[Source records]
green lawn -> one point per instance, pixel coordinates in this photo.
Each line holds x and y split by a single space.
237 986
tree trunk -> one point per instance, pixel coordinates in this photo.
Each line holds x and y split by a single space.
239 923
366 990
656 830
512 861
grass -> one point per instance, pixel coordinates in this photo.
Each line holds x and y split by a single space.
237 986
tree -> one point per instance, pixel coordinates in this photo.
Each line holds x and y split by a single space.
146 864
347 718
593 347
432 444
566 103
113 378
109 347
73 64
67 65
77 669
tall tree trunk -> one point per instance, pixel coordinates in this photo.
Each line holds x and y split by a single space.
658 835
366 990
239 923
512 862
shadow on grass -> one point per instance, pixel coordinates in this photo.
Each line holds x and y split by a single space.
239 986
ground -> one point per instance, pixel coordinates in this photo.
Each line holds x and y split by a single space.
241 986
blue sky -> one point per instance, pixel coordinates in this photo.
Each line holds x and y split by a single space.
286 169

- The problem -
Can you format the data above as a numbered list, from the line containing "tree -> one" through the end of the data, with both ends included and blank lines left out?

- Answer to this task -
1. tree -> one point per instance, pixel coordinates in this photo.
2. Each line holds x and y split by a single space.
3. 146 864
4. 347 718
5. 593 347
6. 432 444
7. 566 103
8. 113 378
9. 109 347
10. 73 64
11. 67 65
12. 77 669
13. tall tree trunk -> one point per instance, pixel coordinates in this photo.
14. Each line holds x and y split by a single space.
15. 658 835
16. 366 990
17. 239 923
18. 512 862
19. shadow on grass -> one point per instance, pixel coordinates in this photo.
20. Each line holds x and y split by a single space.
21. 239 986
22. ground -> one point per instance, pixel coordinates in this photo.
23. Each line holds x and y split by a single space.
24. 241 986
25. blue sky -> one point per instance, pixel coordinates in this photo.
26. Each line holds x and y split by a single space.
27. 286 169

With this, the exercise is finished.